## YOUR GOAL
Find "of the mashed" in the material below, then copy that line and every subsequent line to the end, exactly.

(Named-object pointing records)

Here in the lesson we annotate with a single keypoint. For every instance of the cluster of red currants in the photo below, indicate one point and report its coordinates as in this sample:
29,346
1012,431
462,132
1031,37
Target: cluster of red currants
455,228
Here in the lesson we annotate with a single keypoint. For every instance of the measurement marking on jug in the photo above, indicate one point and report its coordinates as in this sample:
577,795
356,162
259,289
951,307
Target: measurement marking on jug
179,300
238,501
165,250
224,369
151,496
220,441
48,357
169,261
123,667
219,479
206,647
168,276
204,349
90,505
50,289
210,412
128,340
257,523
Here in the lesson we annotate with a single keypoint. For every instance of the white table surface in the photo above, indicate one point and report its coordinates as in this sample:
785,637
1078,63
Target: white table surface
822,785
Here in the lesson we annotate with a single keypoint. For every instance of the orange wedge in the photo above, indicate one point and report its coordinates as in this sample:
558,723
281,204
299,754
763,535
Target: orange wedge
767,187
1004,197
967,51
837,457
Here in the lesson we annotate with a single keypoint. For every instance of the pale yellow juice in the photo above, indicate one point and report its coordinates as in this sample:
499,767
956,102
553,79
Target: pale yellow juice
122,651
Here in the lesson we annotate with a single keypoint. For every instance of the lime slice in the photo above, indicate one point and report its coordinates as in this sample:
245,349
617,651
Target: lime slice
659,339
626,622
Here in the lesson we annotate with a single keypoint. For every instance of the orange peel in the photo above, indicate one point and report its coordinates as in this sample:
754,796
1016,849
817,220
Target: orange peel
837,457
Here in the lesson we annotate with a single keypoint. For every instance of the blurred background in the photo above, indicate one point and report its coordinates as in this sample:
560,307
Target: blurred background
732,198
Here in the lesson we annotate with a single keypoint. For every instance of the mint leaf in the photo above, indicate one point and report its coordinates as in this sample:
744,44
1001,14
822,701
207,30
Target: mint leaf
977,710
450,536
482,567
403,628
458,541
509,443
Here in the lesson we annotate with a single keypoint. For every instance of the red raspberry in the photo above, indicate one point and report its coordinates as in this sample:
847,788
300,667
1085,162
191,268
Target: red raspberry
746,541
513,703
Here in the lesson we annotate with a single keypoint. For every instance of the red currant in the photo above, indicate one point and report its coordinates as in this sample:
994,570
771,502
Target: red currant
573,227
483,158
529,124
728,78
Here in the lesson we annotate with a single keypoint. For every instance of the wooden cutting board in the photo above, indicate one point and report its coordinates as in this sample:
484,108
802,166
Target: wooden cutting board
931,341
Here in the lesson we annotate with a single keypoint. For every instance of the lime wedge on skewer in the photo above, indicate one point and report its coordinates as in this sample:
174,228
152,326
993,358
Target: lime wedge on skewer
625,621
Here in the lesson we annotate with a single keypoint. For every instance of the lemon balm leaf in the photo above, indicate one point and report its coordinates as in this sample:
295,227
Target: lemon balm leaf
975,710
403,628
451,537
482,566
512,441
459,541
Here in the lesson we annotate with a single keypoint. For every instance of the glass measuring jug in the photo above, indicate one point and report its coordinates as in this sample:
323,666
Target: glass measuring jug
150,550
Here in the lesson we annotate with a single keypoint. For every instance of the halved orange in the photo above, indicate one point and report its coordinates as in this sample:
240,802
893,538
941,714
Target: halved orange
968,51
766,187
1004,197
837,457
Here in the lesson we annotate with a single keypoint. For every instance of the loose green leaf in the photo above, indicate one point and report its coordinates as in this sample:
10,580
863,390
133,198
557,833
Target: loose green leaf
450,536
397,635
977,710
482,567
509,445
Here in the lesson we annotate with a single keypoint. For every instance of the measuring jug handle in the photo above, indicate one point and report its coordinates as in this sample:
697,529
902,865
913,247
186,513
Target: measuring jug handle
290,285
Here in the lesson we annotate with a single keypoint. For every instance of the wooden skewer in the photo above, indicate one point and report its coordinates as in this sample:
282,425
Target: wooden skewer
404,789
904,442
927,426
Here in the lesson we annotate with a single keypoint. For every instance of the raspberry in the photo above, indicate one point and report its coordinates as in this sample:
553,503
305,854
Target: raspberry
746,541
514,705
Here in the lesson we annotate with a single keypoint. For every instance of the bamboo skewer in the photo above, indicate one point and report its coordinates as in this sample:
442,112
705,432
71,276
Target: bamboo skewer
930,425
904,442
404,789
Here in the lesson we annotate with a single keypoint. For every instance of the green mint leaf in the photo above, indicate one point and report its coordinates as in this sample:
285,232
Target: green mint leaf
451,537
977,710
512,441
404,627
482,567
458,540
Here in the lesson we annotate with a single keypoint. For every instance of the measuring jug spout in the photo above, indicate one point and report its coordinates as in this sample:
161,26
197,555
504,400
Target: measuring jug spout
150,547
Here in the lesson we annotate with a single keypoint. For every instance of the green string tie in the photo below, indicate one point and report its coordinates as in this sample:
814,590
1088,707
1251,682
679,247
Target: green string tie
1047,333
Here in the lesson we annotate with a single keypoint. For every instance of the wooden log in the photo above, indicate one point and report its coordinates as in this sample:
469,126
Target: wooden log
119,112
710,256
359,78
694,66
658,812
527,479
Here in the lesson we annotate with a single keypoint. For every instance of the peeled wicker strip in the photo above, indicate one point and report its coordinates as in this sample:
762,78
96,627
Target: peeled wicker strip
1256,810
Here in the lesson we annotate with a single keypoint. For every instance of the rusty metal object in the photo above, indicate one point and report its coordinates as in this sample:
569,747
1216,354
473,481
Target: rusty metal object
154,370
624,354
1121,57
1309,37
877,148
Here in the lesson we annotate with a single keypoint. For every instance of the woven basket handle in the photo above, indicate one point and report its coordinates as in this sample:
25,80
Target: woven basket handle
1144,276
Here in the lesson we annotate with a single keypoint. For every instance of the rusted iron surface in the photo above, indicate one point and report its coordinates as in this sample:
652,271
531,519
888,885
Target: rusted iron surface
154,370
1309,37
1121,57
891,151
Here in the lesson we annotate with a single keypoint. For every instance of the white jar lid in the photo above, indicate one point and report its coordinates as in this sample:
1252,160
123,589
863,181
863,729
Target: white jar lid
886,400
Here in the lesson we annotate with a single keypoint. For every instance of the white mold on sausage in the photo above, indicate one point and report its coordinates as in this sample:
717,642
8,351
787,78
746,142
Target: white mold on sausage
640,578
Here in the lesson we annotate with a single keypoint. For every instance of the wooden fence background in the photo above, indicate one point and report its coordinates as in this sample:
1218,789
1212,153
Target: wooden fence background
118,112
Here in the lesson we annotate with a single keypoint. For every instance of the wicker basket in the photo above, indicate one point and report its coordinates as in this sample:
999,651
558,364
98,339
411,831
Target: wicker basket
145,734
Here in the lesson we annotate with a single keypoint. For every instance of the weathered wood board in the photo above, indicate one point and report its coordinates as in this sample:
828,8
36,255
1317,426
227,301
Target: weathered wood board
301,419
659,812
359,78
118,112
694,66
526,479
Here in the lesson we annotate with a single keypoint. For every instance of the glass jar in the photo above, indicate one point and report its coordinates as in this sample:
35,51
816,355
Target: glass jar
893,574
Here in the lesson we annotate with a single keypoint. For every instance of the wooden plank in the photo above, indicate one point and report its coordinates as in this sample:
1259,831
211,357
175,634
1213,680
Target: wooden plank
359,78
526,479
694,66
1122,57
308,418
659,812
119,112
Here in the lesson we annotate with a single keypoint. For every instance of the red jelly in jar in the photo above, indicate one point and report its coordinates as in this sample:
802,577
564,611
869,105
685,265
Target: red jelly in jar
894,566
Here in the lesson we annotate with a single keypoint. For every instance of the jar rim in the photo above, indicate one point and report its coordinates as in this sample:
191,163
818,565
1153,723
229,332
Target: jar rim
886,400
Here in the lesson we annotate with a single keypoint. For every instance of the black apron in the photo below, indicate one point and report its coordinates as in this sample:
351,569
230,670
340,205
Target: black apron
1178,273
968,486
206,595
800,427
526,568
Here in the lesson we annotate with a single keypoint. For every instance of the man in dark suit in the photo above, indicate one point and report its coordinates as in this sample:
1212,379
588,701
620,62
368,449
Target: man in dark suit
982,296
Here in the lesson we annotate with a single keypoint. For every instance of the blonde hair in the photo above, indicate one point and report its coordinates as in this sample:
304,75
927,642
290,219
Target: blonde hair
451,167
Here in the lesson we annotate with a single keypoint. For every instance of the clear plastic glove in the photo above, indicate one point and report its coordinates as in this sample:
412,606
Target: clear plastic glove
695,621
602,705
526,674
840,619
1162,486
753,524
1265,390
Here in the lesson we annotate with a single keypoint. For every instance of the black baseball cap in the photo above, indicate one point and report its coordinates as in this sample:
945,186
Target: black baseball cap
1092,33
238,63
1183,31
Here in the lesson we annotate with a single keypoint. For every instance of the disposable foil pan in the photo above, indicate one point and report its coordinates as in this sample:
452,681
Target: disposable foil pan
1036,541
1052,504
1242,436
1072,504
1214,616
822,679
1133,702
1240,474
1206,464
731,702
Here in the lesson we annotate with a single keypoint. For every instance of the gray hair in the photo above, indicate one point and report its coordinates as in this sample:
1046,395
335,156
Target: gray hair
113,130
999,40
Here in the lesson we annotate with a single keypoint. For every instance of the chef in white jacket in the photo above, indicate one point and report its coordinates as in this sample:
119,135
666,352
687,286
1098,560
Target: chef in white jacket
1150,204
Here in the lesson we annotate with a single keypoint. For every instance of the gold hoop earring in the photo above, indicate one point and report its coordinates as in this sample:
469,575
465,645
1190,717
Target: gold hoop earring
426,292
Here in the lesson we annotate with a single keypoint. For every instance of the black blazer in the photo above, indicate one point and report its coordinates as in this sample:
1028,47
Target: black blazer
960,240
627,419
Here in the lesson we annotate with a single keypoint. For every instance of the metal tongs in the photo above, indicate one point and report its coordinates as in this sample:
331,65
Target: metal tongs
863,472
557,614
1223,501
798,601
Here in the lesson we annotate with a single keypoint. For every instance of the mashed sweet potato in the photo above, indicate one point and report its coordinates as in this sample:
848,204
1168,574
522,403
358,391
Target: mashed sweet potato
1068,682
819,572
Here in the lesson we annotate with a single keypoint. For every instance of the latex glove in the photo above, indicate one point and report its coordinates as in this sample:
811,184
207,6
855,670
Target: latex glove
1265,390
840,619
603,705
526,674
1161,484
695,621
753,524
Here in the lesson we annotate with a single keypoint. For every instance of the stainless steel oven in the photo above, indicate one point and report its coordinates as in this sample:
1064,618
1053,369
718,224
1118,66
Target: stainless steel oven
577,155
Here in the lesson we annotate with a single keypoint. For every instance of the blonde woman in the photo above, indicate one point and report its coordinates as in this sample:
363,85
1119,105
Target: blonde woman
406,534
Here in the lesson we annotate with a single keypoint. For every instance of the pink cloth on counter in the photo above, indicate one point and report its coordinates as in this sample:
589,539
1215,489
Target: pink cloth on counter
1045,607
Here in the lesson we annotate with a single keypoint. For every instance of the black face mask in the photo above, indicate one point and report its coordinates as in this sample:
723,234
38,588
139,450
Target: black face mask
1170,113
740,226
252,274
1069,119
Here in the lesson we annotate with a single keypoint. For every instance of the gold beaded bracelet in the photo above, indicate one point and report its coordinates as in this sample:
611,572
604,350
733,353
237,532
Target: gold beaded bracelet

## SOLUTION TO THIS EXERCISE
Here in the lesson we annotate with a single keypoint. For every instance of the mashed sweet potato in the photo above, indicate one point and report its coordinates as in this sample:
848,204
1168,574
522,403
358,391
Target: mashed sweet potato
1068,682
819,572
Here in the lesson we annotate with a single keypoint. For every instance of the latex glove in the photo above, indicate one point and report its coordinates as in this sample:
811,184
207,6
855,670
Target: latex glove
1265,390
840,619
603,705
526,674
1161,484
695,621
753,524
Here in the lesson we annotate with a single keypoint. For every instance of the stainless steel oven in the photo above, indicate one point and report its coordinates as in this sample:
1064,618
1053,369
718,224
1118,66
Target: stainless steel oven
577,155
Here in the lesson we annotate with a single keypoint. For every instance of the blonde woman in the photo above, indicate one point and report its coordinates as in this sample:
363,85
1119,105
Target: blonde woman
406,534
Here in the lesson we annotate with a single keypoint. For every instance of the pink cloth on counter in the photo above, indicate one point and report its coordinates as in this sample:
589,539
1215,489
Target: pink cloth on counter
1045,607
Here in the lesson we annotate with a single keypoint. For every instance of the black face mask in the photo above, indicate one point and report its coordinates as in this sample:
723,234
38,588
139,450
Target: black face mask
1170,113
740,226
252,274
1069,119
Here in the lesson we annotate with a single keypoint. For every instance of the gold beaded bracelet in the photo above, indicate one point and report its coordinates as in this sample:
611,572
604,350
733,353
237,532
Target: gold beaded bracelet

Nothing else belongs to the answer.